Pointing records
------------------------------------------------------------

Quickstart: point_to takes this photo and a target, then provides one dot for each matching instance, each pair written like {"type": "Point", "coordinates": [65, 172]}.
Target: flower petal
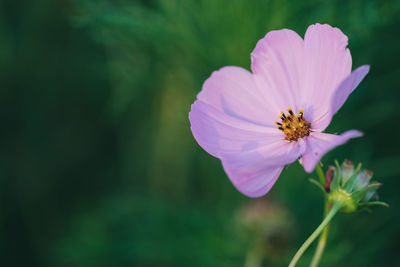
{"type": "Point", "coordinates": [256, 184]}
{"type": "Point", "coordinates": [277, 62]}
{"type": "Point", "coordinates": [340, 96]}
{"type": "Point", "coordinates": [318, 144]}
{"type": "Point", "coordinates": [232, 90]}
{"type": "Point", "coordinates": [254, 172]}
{"type": "Point", "coordinates": [327, 63]}
{"type": "Point", "coordinates": [217, 133]}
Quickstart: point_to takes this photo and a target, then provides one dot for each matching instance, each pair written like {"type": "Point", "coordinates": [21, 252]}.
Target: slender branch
{"type": "Point", "coordinates": [322, 240]}
{"type": "Point", "coordinates": [320, 174]}
{"type": "Point", "coordinates": [335, 208]}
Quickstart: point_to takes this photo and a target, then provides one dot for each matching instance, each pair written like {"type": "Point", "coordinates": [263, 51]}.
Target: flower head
{"type": "Point", "coordinates": [257, 122]}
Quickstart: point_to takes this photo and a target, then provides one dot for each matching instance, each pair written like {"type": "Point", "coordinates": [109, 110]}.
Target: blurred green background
{"type": "Point", "coordinates": [98, 165]}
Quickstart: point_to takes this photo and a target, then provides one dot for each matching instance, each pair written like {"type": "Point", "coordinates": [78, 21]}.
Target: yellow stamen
{"type": "Point", "coordinates": [294, 126]}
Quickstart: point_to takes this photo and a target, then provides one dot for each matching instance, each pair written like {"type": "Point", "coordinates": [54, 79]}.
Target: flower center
{"type": "Point", "coordinates": [294, 126]}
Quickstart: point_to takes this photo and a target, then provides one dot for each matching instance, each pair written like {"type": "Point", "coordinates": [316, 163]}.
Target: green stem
{"type": "Point", "coordinates": [314, 235]}
{"type": "Point", "coordinates": [320, 174]}
{"type": "Point", "coordinates": [322, 240]}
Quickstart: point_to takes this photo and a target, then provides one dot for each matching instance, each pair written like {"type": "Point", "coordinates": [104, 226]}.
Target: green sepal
{"type": "Point", "coordinates": [360, 194]}
{"type": "Point", "coordinates": [373, 203]}
{"type": "Point", "coordinates": [335, 183]}
{"type": "Point", "coordinates": [338, 174]}
{"type": "Point", "coordinates": [348, 186]}
{"type": "Point", "coordinates": [315, 182]}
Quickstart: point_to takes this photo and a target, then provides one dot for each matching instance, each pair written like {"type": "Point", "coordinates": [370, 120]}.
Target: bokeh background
{"type": "Point", "coordinates": [98, 165]}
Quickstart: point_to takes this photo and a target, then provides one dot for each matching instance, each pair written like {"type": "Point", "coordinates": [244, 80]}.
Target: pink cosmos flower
{"type": "Point", "coordinates": [238, 115]}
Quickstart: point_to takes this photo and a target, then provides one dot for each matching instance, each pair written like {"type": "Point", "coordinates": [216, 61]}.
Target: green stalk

------------------------------------------------------------

#### [Task to complete]
Make an exact copy of the records shown above, without the pictures.

#### [Result for this exercise]
Quickstart: point_to takes this photo and a target, then provides one dot for each matching instance, each pair written like {"type": "Point", "coordinates": [65, 172]}.
Target: flower petal
{"type": "Point", "coordinates": [256, 184]}
{"type": "Point", "coordinates": [277, 62]}
{"type": "Point", "coordinates": [340, 96]}
{"type": "Point", "coordinates": [318, 144]}
{"type": "Point", "coordinates": [232, 90]}
{"type": "Point", "coordinates": [254, 172]}
{"type": "Point", "coordinates": [327, 63]}
{"type": "Point", "coordinates": [217, 133]}
Quickstart: point_to takes this photo and a target, then provides one dot for each matching instance, each pair written like {"type": "Point", "coordinates": [21, 252]}.
Target: slender branch
{"type": "Point", "coordinates": [322, 240]}
{"type": "Point", "coordinates": [320, 174]}
{"type": "Point", "coordinates": [335, 208]}
Quickstart: point_to takes this photo and a target, then provides one dot for each matching instance, each pair written like {"type": "Point", "coordinates": [263, 51]}.
Target: flower head
{"type": "Point", "coordinates": [257, 122]}
Quickstart: point_to takes this photo and a target, then provides one dot for each matching instance, each pair written like {"type": "Point", "coordinates": [109, 110]}.
Target: blurred green background
{"type": "Point", "coordinates": [98, 165]}
Quickstart: point_to takes this photo and a target, then provides one dot for each matching instance, each pair written like {"type": "Point", "coordinates": [78, 21]}.
Target: yellow stamen
{"type": "Point", "coordinates": [294, 126]}
Quickstart: point_to takes this photo and a target, then provides one dot for each matching instance, each pair written like {"type": "Point", "coordinates": [54, 79]}.
Target: flower center
{"type": "Point", "coordinates": [294, 126]}
Quickstart: point_to takes this photo and a target, then provides one dot for each matching instance, each pair written like {"type": "Point", "coordinates": [316, 163]}.
Target: green stem
{"type": "Point", "coordinates": [314, 235]}
{"type": "Point", "coordinates": [320, 174]}
{"type": "Point", "coordinates": [322, 240]}
Quickstart: point_to takes this photo and a target, then provides one dot for each matching instance, each pair written like {"type": "Point", "coordinates": [104, 226]}.
Target: green sepal
{"type": "Point", "coordinates": [360, 194]}
{"type": "Point", "coordinates": [373, 203]}
{"type": "Point", "coordinates": [335, 183]}
{"type": "Point", "coordinates": [338, 174]}
{"type": "Point", "coordinates": [348, 186]}
{"type": "Point", "coordinates": [315, 182]}
Quickstart: point_to takes this photo and a target, then provides one dot for each matching instance, each pair written like {"type": "Point", "coordinates": [370, 120]}.
Target: bokeh background
{"type": "Point", "coordinates": [98, 165]}
Quickstart: point_to takes this photo and a target, then provides one dot for each matching instance, each pair written like {"type": "Point", "coordinates": [244, 80]}.
Target: pink cosmos flower
{"type": "Point", "coordinates": [238, 115]}
Quickstart: point_to takes this photo and a target, then provides one dot for each matching instance, each pair written like {"type": "Point", "coordinates": [216, 61]}.
Target: green stalk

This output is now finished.